[EXCERTO FORNECIDO]
Cruyff, o insubstituível
Por tudo o que fez e deixou no futebol, Johan Cruyff é um daqueles nomes que se tornou imortal. Pelo penálti a dois toques no Ajax. Pelo futebol total na Holanda. Pela revolução futebolística no Barcelona.
Nos primeiros tempos, não há cá lugar para substituições nem suplentes – só o banco, para o treinador e o massagista. Depois, a partir de 1968-69, lá entram uns jogadores para o banco, por norma só dois, um defesa polivalente e um avançado. Mais tarde, já quase não há espaço para tanta malta. Ao todo, cinco (com guarda-redes e tudo). Agora, sete. Com tanta oferta (a FIFA aprova as três substituições em 1995-96), ainda há treinadores old fashion, resistentes ao tempo. Ai as substituições, as substituições.

[TAREFAS PROPOSTAS]
a - Transcreva, no excerto sobre Johan Cruyff, o trecho que vai de "Cruyff, o insubstituível" até "futebolística no Barcelona.".
b - Prossiga o texto sobre Johan Cruyff a partir da última frase apresentada.

[LISTAGEM]
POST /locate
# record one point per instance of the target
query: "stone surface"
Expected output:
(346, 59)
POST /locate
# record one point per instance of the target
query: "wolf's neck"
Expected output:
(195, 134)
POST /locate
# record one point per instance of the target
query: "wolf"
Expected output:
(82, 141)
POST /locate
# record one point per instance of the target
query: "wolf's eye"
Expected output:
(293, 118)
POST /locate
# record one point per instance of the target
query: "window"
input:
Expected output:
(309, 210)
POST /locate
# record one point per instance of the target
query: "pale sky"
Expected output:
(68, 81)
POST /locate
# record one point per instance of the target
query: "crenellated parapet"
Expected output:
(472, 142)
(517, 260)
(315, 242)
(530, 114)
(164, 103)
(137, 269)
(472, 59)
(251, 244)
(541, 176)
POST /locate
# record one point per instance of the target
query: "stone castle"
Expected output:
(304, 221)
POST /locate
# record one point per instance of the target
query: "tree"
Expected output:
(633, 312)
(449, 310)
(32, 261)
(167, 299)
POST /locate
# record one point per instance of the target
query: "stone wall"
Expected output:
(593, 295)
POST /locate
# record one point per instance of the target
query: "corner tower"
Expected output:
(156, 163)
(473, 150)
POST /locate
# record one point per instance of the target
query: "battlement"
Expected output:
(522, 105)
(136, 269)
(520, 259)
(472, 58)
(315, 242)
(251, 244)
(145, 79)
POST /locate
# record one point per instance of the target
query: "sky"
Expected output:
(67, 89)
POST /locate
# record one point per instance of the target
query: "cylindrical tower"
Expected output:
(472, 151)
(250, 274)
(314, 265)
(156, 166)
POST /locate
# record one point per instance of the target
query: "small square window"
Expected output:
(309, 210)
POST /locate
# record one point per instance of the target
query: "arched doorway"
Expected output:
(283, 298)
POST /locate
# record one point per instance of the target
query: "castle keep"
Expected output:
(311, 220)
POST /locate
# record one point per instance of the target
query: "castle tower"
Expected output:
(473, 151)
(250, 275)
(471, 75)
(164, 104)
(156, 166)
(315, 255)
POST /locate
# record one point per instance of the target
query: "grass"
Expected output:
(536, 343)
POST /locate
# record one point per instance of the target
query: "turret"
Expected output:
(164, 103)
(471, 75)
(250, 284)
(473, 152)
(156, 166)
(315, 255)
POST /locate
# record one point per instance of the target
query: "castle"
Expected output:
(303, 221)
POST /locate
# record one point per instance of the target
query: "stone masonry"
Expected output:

[RESPOSTAS]
a -
Cruyff, o insubstituível
Por tudo o que fez e deixou no futebol, Johan Cruyff é um daqueles nomes que se tornou imortal. Pelo penálti a dois toques no Ajax. Pelo futebol total na Holanda. Pela revolução futebolística no Barcelona.

b -
Alex Ferguson, lembram-se? O escocês, quase sempre ladeado por Carlos Queiroz, raramente faz as três substituições permitidas por lei. Tal como Luis Enrique. Das 30 jornadas da Liga 2015-16, há 14 sem espremer o banco até ao limite. Bobby Robson, remember? Quem não se lembra da sua estreia em Alvalade? É um sábado à noite, 22 de Agosto de 1992, e o Sporting-Tirsense acaba 0-0, sem nenhuma alteração do inglês durante os 90 minutos, o que muito irrita os adeptos "leoninos". Já o continental Pep Guardiola, por exemplo, engana-se num Saragoça-Barcelona e esboça uma irregular quarta substituição, com a entrada do ucraniano Chygrynskyi. É o próprio defesa-central que recorda Pep do facto e isso desencadeia uma risada interminável no banco, com Henry e Touré em plano de destaque perante o desespero de Guardiola, encostado ao banco, com a cara tapada pelas mãos, em sinal de vergonha.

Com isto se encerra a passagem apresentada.